Exercise details – Having read the entries, repeat all of them exactly.

Exercise input Block Start

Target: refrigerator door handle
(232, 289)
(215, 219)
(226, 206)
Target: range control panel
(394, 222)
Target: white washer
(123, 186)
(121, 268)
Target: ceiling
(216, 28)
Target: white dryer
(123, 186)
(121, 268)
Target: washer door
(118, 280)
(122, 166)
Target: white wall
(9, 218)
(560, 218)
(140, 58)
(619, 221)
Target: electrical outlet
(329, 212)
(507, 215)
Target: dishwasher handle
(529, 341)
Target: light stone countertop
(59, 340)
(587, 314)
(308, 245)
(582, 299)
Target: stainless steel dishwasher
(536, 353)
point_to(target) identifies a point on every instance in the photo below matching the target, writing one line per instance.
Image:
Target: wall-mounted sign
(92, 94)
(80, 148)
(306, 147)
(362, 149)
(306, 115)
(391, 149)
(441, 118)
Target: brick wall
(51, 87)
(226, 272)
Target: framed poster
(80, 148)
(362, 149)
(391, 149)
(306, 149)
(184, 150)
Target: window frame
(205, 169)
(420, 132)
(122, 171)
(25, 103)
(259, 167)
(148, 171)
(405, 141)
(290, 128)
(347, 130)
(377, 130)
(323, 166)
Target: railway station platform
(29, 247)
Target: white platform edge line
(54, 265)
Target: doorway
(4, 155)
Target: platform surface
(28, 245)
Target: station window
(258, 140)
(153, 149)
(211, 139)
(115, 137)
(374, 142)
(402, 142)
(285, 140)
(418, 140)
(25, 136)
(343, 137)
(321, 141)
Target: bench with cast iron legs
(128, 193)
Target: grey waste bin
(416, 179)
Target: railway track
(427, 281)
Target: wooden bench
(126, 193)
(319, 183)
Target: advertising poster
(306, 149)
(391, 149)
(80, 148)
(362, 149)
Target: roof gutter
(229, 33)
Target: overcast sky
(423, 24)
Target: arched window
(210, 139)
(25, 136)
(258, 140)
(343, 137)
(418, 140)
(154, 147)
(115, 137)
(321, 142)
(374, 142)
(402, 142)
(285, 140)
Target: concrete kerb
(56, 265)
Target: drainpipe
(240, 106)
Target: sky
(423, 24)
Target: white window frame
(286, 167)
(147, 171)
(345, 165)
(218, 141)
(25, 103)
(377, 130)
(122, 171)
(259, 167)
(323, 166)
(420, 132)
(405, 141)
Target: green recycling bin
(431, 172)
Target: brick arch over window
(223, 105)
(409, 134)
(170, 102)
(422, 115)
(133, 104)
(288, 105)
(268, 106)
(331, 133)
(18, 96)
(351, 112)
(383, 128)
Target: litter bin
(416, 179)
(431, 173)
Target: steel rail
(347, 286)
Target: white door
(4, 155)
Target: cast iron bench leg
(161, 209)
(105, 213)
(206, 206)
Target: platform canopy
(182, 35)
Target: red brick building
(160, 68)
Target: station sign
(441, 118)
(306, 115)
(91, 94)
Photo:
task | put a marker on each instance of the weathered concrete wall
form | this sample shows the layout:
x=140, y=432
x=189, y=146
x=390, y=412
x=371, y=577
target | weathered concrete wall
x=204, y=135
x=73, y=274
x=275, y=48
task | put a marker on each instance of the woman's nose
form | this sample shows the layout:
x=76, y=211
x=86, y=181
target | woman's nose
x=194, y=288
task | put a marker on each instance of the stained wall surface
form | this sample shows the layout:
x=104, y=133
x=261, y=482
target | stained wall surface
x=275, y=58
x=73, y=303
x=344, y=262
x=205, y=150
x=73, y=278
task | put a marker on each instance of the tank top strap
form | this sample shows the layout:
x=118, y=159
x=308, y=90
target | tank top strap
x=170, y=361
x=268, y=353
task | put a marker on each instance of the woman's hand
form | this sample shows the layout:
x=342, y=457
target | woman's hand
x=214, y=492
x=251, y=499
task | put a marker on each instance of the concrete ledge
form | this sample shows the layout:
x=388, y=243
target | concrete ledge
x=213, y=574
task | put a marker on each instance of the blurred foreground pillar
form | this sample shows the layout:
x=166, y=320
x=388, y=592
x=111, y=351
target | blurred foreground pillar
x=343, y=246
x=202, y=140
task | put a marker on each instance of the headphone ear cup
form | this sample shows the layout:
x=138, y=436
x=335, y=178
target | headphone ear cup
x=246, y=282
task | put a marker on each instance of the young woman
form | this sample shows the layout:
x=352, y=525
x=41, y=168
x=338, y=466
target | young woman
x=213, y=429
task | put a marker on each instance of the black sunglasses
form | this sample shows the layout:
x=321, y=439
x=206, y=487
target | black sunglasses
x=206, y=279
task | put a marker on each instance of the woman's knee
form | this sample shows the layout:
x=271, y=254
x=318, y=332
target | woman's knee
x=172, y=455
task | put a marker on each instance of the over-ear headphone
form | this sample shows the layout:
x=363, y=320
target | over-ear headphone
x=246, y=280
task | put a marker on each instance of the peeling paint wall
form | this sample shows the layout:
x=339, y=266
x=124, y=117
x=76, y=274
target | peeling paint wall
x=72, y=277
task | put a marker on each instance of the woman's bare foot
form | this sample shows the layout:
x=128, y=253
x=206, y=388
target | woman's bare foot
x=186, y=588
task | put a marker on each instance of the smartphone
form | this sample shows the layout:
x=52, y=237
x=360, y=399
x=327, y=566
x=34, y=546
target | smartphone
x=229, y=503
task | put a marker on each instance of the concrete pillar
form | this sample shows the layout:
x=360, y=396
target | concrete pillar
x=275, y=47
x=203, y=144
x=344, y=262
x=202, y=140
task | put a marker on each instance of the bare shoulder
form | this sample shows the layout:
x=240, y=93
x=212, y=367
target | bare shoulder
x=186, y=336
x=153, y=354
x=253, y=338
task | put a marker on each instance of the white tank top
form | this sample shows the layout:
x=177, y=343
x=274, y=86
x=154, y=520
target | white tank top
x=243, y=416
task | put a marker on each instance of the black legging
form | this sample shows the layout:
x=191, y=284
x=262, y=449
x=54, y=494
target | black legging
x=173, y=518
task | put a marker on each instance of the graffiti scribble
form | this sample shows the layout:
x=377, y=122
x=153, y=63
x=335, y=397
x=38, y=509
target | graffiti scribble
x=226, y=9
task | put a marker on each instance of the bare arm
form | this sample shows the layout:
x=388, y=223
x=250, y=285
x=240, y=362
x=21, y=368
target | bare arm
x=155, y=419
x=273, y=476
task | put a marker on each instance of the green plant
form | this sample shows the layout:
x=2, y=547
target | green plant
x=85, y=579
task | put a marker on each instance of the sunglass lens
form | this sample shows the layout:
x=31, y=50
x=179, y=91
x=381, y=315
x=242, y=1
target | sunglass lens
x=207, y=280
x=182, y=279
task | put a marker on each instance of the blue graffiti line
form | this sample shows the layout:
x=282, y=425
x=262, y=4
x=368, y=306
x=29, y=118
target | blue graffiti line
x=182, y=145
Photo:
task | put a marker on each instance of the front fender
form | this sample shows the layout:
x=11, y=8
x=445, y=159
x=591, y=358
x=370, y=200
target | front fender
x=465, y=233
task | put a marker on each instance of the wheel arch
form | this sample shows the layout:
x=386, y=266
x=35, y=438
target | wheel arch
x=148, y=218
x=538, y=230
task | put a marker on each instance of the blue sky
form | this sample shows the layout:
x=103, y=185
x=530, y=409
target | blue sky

Exercise input Block End

Task answer –
Target: refrigerator door handle
(232, 289)
(215, 219)
(226, 206)
Target: range control panel
(394, 222)
Target: white washer
(123, 186)
(121, 268)
Target: ceiling
(216, 28)
Target: white dryer
(123, 186)
(121, 268)
Target: washer door
(118, 280)
(122, 166)
Target: white wall
(9, 218)
(560, 218)
(140, 58)
(619, 221)
Target: electrical outlet
(329, 212)
(507, 215)
Target: dishwasher handle
(529, 341)
Target: light stone countertop
(59, 340)
(587, 314)
(308, 245)
(582, 299)
Target: stainless steel dishwasher
(536, 353)
point_to(target) identifies a point on every instance in the photo below matching the target, writing one line per instance.
Image:
Target: wall-mounted sign
(92, 94)
(80, 148)
(306, 147)
(362, 149)
(306, 115)
(391, 149)
(441, 118)
Target: brick wall
(51, 87)
(226, 272)
Target: framed poster
(80, 148)
(362, 149)
(391, 149)
(306, 149)
(184, 150)
Target: window frame
(205, 169)
(420, 132)
(122, 171)
(25, 103)
(259, 167)
(148, 171)
(405, 141)
(290, 128)
(347, 130)
(377, 130)
(323, 166)
Target: railway station platform
(29, 247)
Target: white platform edge line
(54, 265)
Target: doorway
(4, 155)
Target: platform surface
(28, 245)
Target: station window
(258, 140)
(153, 149)
(211, 139)
(115, 137)
(374, 142)
(402, 142)
(285, 140)
(418, 140)
(25, 136)
(343, 137)
(321, 141)
Target: bench with cast iron legs
(128, 193)
Target: grey waste bin
(416, 179)
Target: railway track
(427, 281)
Target: wooden bench
(126, 193)
(319, 183)
Target: advertising poster
(306, 149)
(391, 149)
(80, 148)
(362, 149)
Target: roof gutter
(229, 33)
Target: overcast sky
(423, 24)
Target: arched window
(210, 139)
(25, 136)
(258, 140)
(343, 137)
(418, 140)
(154, 147)
(115, 137)
(321, 142)
(374, 142)
(402, 142)
(285, 140)
Target: concrete kerb
(56, 265)
Target: drainpipe
(240, 106)
Target: sky
(423, 24)
Target: white window frame
(286, 167)
(147, 171)
(345, 165)
(218, 141)
(25, 103)
(377, 130)
(122, 171)
(259, 167)
(323, 166)
(420, 132)
(405, 141)
Target: green recycling bin
(431, 172)
Target: brick arch over window
(223, 105)
(409, 134)
(170, 102)
(422, 115)
(133, 104)
(288, 105)
(268, 106)
(331, 133)
(18, 96)
(351, 112)
(383, 128)
Target: litter bin
(416, 179)
(431, 173)
Target: steel rail
(347, 286)
Target: white door
(4, 155)
Target: cast iron bench leg
(161, 209)
(105, 213)
(206, 206)
Target: platform canopy
(182, 35)
Target: red brick building
(160, 68)
Target: station sign
(441, 118)
(306, 115)
(91, 94)
Photo:
task | put a marker on each instance of the weathered concrete wall
form | this sample shows the layout:
x=140, y=432
x=189, y=146
x=390, y=412
x=371, y=577
target | weathered concrete wall
x=204, y=135
x=73, y=274
x=275, y=48
task | put a marker on each instance of the woman's nose
form | this sample shows the layout:
x=76, y=211
x=86, y=181
target | woman's nose
x=194, y=288
task | put a marker on each instance of the stained wall surface
form | this sample shows the layout:
x=104, y=133
x=261, y=482
target | stained wall surface
x=275, y=58
x=73, y=303
x=344, y=262
x=205, y=150
x=73, y=278
task | put a marker on each instance of the tank top strap
form | this sample shows the layout:
x=118, y=159
x=308, y=90
target | tank top strap
x=170, y=361
x=268, y=353
task | put a marker on each instance of the woman's hand
form | this sample shows the layout:
x=342, y=457
target | woman's hand
x=214, y=492
x=251, y=499
task | put a marker on each instance of the concrete ledge
form | this sample shows the layout:
x=388, y=243
target | concrete ledge
x=213, y=574
task | put a marker on each instance of the blurred foreground pillar
form | this sample shows the layout:
x=166, y=320
x=388, y=592
x=111, y=351
target | blurred foreground pillar
x=343, y=246
x=202, y=140
task | put a marker on each instance of the headphone ear cup
form | this sample shows the layout:
x=138, y=436
x=335, y=178
target | headphone ear cup
x=246, y=282
task | put a marker on each instance of the young woman
form | this sample shows the layout:
x=352, y=525
x=41, y=168
x=338, y=466
target | young woman
x=213, y=429
task | put a marker on each instance of the black sunglasses
form | this sample shows the layout:
x=321, y=439
x=206, y=487
target | black sunglasses
x=206, y=279
task | put a marker on each instance of the woman's knee
form | this sample shows the layout:
x=271, y=254
x=318, y=332
target | woman's knee
x=172, y=455
task | put a marker on each instance of the over-ear headphone
form | this sample shows the layout:
x=363, y=320
target | over-ear headphone
x=246, y=280
task | put a marker on each instance of the peeling paint wall
form | this sample shows the layout:
x=339, y=266
x=124, y=117
x=76, y=274
target | peeling paint wall
x=72, y=277
task | put a marker on each instance of the woman's bare foot
form | this sample shows the layout:
x=128, y=253
x=206, y=388
target | woman's bare foot
x=186, y=588
task | put a marker on each instance of the smartphone
form | this sample shows the layout:
x=52, y=237
x=360, y=399
x=327, y=566
x=34, y=546
target | smartphone
x=229, y=503
task | put a marker on each instance of the concrete pillar
form | this sample shows the layout:
x=360, y=396
target | concrete pillar
x=275, y=47
x=203, y=144
x=344, y=262
x=202, y=140
task | put a marker on each instance of the bare shoulder
form | this sample shows the layout:
x=240, y=93
x=212, y=367
target | bare shoulder
x=186, y=336
x=153, y=354
x=253, y=338
task | put a marker on each instance of the white tank top
form | this sample shows the layout:
x=177, y=343
x=274, y=86
x=154, y=520
target | white tank top
x=243, y=416
task | put a marker on each instance of the black legging
form | this sample shows the layout:
x=191, y=284
x=262, y=449
x=54, y=494
target | black legging
x=173, y=518
task | put a marker on each instance of the graffiti scribble
form | this sample shows the layout:
x=377, y=122
x=153, y=63
x=335, y=397
x=38, y=509
target | graffiti scribble
x=226, y=9
task | put a marker on each instance of the bare arm
form | this sample shows the layout:
x=388, y=223
x=250, y=285
x=240, y=362
x=21, y=368
target | bare arm
x=155, y=419
x=273, y=476
task | put a marker on each instance of the green plant
form | this sample shows the layout:
x=2, y=547
target | green plant
x=85, y=579
task | put a marker on each instance of the sunglass lens
form | this sample shows the layout:
x=31, y=50
x=179, y=91
x=381, y=315
x=242, y=1
target | sunglass lens
x=207, y=280
x=182, y=279
task | put a marker on each instance of the blue graffiti line
form | this sample shows the layout:
x=282, y=425
x=262, y=4
x=368, y=306
x=29, y=118
target | blue graffiti line
x=182, y=145
Photo:
task | put a marker on each instance of the front fender
form | this sample shows the layout:
x=11, y=8
x=445, y=159
x=591, y=358
x=370, y=200
target | front fender
x=465, y=233
task | put a marker on each instance of the wheel arch
form | this sample shows the layout:
x=386, y=266
x=35, y=438
target | wheel arch
x=148, y=218
x=538, y=230
task | put a marker on each instance of the blue sky
form | this sample shows the layout:
x=103, y=185
x=530, y=409
target | blue sky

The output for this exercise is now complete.